PROBLEM REQUIREMENTS: Count the lines in the items below that contain the string "patch", treating case as significant, and reply with only the number.

— BEGIN INPUT —

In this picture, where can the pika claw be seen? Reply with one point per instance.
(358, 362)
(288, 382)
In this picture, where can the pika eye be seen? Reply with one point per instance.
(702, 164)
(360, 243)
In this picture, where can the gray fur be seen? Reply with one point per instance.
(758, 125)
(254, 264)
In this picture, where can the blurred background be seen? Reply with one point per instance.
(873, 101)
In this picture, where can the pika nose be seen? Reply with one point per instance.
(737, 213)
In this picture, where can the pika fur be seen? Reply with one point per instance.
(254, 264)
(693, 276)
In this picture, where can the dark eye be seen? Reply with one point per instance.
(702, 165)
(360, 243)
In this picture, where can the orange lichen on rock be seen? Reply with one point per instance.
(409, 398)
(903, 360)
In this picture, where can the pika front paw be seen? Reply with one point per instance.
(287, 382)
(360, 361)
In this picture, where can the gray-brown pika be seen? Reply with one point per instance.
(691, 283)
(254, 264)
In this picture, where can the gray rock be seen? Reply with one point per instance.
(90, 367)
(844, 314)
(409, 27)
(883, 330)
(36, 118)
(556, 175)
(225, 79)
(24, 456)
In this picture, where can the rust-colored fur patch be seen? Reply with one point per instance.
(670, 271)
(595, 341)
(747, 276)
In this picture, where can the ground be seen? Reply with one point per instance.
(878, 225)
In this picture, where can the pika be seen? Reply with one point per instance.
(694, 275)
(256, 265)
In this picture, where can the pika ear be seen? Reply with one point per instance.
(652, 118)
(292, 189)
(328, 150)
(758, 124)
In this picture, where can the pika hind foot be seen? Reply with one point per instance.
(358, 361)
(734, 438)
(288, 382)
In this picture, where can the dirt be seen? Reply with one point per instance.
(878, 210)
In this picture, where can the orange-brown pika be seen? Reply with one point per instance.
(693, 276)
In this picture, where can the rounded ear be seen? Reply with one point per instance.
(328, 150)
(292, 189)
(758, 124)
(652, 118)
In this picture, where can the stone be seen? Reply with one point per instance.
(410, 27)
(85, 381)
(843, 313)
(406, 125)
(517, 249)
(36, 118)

— END INPUT —
— BEGIN INPUT —

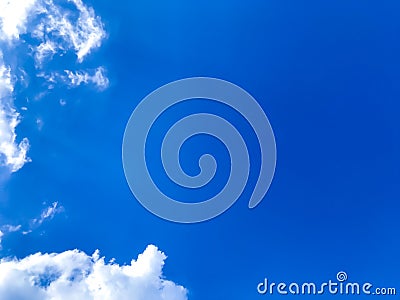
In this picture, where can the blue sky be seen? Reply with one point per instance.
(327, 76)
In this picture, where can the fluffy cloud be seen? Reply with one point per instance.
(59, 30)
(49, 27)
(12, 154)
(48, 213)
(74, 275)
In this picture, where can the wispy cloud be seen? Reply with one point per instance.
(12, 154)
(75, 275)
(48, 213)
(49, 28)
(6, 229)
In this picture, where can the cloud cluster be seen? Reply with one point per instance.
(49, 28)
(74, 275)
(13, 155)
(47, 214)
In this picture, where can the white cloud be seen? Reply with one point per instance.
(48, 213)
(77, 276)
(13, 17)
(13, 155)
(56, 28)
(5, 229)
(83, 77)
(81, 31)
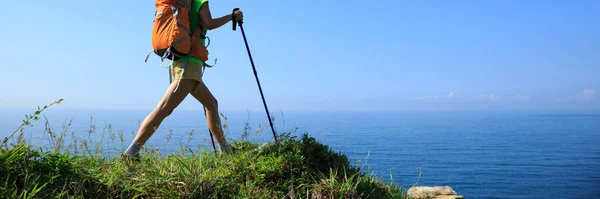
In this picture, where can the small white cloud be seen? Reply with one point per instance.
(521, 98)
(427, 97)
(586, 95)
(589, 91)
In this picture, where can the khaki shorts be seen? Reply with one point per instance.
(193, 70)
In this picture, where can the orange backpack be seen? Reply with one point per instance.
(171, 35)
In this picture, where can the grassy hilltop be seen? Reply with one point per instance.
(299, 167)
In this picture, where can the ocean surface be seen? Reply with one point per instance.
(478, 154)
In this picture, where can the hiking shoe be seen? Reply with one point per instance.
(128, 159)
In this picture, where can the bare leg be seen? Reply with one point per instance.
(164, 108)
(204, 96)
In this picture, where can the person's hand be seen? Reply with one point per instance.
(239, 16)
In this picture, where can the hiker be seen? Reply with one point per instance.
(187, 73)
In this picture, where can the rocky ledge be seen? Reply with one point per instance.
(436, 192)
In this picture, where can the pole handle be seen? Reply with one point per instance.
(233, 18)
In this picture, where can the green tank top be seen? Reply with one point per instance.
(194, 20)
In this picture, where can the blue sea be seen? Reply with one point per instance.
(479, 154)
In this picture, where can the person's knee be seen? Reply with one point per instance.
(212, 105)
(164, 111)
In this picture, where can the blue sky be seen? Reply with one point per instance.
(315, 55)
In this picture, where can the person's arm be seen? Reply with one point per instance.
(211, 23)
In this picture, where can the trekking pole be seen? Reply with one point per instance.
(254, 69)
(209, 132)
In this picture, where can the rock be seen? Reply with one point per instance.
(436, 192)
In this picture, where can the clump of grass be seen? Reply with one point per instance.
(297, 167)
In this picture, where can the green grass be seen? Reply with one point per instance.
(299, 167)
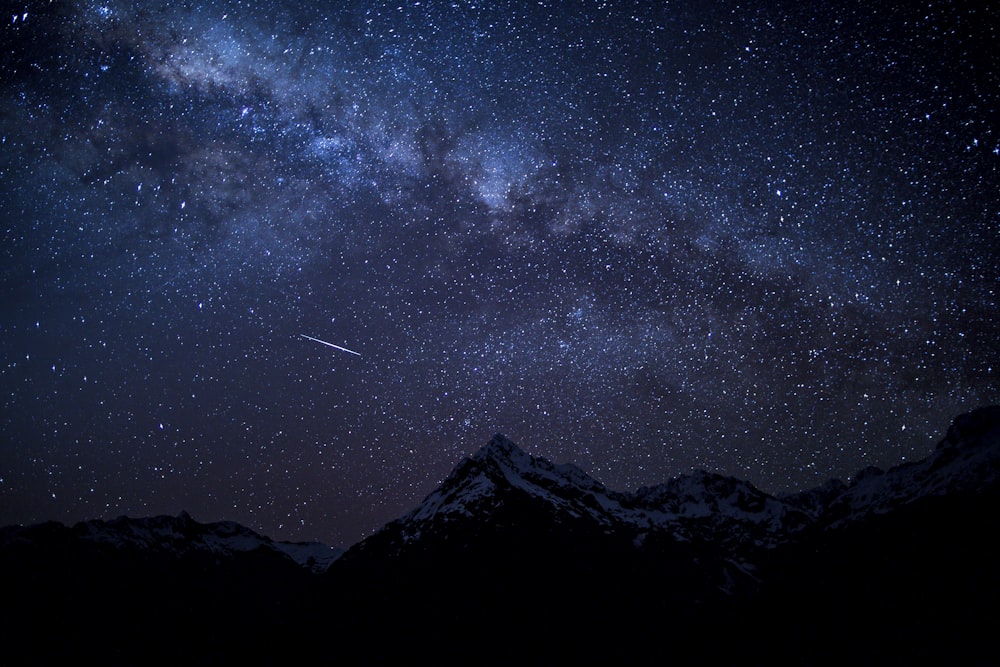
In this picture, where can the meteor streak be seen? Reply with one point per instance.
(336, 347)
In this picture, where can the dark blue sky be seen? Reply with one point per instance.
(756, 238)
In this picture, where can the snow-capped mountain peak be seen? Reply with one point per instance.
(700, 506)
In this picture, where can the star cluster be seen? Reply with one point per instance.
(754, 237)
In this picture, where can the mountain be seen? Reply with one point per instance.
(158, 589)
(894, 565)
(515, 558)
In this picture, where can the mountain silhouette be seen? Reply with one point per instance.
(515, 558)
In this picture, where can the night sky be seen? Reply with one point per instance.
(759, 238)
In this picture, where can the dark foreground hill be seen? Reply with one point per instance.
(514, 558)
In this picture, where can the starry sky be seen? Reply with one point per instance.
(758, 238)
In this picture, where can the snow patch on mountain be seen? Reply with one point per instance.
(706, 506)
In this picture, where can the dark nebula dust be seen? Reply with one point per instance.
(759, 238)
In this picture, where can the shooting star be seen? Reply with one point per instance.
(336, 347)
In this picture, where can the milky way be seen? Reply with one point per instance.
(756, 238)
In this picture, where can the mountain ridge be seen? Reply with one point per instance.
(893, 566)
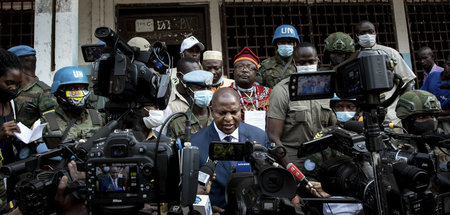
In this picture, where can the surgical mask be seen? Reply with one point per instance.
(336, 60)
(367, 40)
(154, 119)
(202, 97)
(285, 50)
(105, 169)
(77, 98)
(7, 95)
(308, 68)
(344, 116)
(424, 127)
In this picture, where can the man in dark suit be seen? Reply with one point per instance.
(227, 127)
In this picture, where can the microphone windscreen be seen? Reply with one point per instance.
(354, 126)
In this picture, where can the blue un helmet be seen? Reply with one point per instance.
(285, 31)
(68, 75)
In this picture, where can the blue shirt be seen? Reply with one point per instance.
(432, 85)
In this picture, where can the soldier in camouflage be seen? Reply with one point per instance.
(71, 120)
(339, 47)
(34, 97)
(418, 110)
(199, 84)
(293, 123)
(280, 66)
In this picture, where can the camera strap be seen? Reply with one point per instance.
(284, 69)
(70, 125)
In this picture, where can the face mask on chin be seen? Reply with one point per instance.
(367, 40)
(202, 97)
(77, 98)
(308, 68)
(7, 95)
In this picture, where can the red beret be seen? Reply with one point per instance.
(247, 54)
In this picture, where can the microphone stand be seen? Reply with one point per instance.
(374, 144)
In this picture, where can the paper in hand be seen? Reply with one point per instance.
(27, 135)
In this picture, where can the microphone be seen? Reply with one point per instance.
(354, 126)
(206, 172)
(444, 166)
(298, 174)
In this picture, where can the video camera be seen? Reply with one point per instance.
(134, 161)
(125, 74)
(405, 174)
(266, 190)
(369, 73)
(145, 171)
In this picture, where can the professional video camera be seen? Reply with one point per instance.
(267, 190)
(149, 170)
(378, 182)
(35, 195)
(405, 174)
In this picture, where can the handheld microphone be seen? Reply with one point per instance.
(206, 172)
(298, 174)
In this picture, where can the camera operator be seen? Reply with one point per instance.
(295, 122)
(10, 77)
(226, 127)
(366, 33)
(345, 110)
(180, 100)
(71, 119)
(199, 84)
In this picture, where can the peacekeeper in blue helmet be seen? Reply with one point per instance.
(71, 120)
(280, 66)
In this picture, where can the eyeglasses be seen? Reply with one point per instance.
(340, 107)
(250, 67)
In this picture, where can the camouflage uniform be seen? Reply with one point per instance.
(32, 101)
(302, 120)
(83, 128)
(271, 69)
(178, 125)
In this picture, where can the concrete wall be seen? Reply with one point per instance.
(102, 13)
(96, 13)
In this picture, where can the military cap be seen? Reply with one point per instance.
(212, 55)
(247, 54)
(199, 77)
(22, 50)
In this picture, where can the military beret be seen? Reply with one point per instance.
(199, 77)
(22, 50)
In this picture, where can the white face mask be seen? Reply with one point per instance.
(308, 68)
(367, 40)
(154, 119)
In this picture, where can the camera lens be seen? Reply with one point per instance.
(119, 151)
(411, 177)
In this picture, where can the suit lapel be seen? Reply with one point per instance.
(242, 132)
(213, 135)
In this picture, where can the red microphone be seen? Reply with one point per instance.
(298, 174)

— END INPUT —
— BEGIN INPUT —

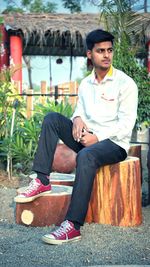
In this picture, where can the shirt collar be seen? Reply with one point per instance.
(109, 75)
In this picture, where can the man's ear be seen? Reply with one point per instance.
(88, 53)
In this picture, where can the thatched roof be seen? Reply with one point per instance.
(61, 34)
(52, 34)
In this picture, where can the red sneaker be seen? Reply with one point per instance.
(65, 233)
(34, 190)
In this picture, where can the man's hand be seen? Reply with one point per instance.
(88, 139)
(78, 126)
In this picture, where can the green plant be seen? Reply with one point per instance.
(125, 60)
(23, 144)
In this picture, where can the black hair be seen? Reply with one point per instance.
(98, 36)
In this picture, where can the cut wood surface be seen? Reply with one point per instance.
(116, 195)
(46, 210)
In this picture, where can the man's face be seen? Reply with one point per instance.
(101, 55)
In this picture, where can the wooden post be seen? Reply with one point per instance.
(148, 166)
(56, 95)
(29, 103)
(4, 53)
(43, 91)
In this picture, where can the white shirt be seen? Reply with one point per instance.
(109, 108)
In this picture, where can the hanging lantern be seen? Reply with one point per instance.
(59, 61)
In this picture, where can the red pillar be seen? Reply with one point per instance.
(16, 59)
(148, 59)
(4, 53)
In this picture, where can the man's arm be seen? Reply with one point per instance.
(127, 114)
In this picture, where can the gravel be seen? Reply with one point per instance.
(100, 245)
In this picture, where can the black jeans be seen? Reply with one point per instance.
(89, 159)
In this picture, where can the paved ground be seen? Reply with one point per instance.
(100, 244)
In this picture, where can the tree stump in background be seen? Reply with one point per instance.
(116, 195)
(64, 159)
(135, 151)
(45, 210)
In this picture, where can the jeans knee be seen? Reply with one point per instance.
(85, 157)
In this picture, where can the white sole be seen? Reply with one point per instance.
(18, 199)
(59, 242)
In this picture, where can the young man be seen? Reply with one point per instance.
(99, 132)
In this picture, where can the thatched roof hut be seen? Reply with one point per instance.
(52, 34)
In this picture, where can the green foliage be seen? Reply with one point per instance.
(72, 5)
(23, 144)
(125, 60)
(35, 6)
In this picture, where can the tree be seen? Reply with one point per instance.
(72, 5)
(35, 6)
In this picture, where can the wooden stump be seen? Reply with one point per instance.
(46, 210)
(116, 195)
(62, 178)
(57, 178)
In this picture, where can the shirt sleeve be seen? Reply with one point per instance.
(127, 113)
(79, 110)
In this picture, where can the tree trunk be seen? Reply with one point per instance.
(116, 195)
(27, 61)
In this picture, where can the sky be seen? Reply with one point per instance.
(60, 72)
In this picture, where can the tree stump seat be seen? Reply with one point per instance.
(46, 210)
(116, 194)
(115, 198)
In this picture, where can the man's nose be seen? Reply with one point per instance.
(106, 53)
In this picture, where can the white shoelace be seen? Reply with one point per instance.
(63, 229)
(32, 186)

— END INPUT —

FINAL RESULT: 2